From: Jasper County Emergency Preparedness Coalition

To: Local Media and Community Providers

 

i-SERV in Jasper Countyi-serv

 

Jasper County is in need of volunteers to sign up with the Iowa Statewide Emergency Registry of Volunteers (i-SERV). The Iowa Department of Public Health’s secure online registry for individuals wishing to volunteer in the event of a large scale disaster or public health emergency.  As of October 1, 2016 there are 2,233 volunteers registered in iSERV. i-SERV is part of a federal effort to coordinate and assemble volunteers for all types of emergencies.

The i-SERV on-line registration includes questions about basic personal information and professional skills. Volunteers have the ability to decide travel distance and length of deployment. Based on the information provided, public health officials will identify and contact those individuals suited to fill the specific volunteer roles needed in an emergency.

Who can volunteer?

• _WHAT IS EXPECTED_
Answer these questions from the i-SERV notice:
1. How many volunteers were registered in i-SERV as of October 1, 2016?
2. Which state agency operates the registry?
3. What two things can volunteers decide for themselves?

• _RECORDS SHOWN_
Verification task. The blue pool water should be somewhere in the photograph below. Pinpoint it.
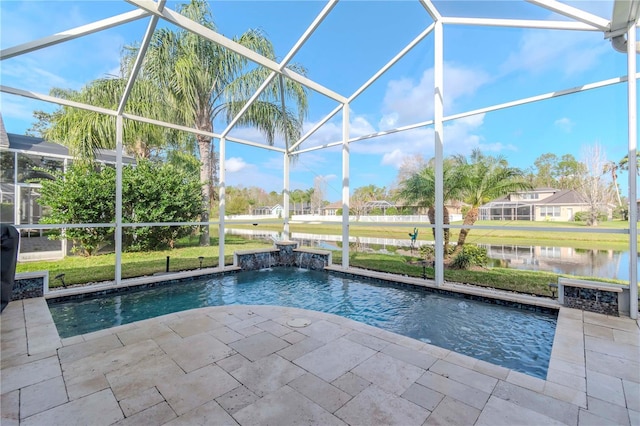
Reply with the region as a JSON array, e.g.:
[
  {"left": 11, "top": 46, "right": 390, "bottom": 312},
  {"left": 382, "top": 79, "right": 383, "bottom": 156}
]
[{"left": 49, "top": 268, "right": 557, "bottom": 378}]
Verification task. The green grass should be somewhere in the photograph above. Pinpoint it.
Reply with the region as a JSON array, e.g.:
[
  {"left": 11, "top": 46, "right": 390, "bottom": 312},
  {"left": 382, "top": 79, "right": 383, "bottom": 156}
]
[
  {"left": 16, "top": 236, "right": 272, "bottom": 288},
  {"left": 17, "top": 222, "right": 627, "bottom": 296},
  {"left": 332, "top": 251, "right": 627, "bottom": 297}
]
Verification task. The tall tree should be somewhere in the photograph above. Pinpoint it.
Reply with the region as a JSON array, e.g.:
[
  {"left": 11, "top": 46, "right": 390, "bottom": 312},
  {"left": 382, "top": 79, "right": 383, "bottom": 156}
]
[
  {"left": 555, "top": 154, "right": 584, "bottom": 189},
  {"left": 455, "top": 149, "right": 533, "bottom": 252},
  {"left": 576, "top": 143, "right": 613, "bottom": 226},
  {"left": 311, "top": 176, "right": 327, "bottom": 214},
  {"left": 602, "top": 161, "right": 622, "bottom": 206},
  {"left": 618, "top": 154, "right": 640, "bottom": 176},
  {"left": 41, "top": 68, "right": 175, "bottom": 160},
  {"left": 397, "top": 158, "right": 463, "bottom": 253},
  {"left": 351, "top": 185, "right": 386, "bottom": 217},
  {"left": 144, "top": 0, "right": 307, "bottom": 245}
]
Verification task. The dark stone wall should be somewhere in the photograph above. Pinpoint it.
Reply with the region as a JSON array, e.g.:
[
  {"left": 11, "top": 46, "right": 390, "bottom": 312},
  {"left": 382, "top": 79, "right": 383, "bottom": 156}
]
[
  {"left": 236, "top": 242, "right": 331, "bottom": 270},
  {"left": 11, "top": 277, "right": 44, "bottom": 300},
  {"left": 276, "top": 242, "right": 298, "bottom": 266},
  {"left": 564, "top": 285, "right": 620, "bottom": 317},
  {"left": 238, "top": 250, "right": 278, "bottom": 270},
  {"left": 296, "top": 251, "right": 329, "bottom": 270}
]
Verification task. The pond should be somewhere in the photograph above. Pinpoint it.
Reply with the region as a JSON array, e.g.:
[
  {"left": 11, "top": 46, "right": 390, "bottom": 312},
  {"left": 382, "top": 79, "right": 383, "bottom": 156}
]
[{"left": 226, "top": 229, "right": 640, "bottom": 280}]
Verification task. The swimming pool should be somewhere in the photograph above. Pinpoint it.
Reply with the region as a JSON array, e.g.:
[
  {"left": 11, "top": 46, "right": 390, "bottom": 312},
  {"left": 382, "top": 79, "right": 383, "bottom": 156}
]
[{"left": 49, "top": 268, "right": 557, "bottom": 378}]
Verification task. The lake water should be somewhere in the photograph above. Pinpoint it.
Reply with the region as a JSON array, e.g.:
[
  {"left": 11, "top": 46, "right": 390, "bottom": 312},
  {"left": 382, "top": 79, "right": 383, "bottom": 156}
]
[
  {"left": 49, "top": 268, "right": 557, "bottom": 378},
  {"left": 227, "top": 229, "right": 640, "bottom": 280}
]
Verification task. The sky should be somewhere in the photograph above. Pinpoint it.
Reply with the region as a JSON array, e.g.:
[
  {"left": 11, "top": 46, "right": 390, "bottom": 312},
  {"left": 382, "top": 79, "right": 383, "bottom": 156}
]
[{"left": 0, "top": 0, "right": 628, "bottom": 202}]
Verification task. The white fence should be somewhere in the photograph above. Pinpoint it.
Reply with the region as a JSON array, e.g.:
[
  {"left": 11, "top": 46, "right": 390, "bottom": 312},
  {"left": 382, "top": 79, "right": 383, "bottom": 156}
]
[{"left": 225, "top": 214, "right": 462, "bottom": 223}]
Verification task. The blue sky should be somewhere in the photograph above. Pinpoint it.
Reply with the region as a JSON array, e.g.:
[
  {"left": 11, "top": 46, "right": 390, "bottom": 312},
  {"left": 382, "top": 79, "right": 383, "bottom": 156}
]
[{"left": 0, "top": 0, "right": 628, "bottom": 201}]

• _SOLUTION_
1. 2,233
2. The Iowa Department of Public Health
3. Travel distance and length of deployment